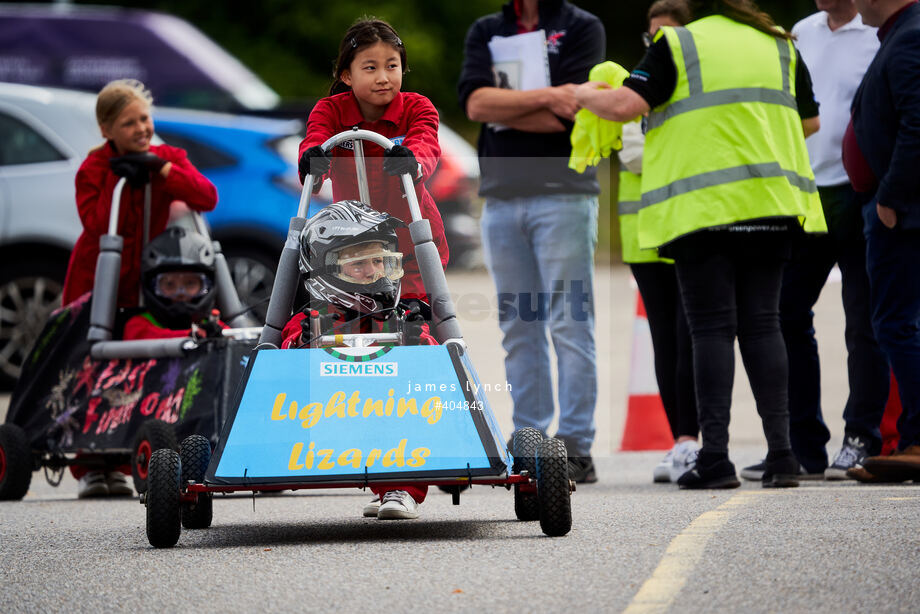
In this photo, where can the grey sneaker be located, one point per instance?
(397, 505)
(662, 471)
(371, 507)
(684, 459)
(853, 452)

Problem details:
Your copy of the records must be exact and must contain no pictures.

Output for this task:
In this photo, where can the grey sneaker be located, one point per instance?
(397, 505)
(662, 471)
(371, 507)
(684, 459)
(853, 452)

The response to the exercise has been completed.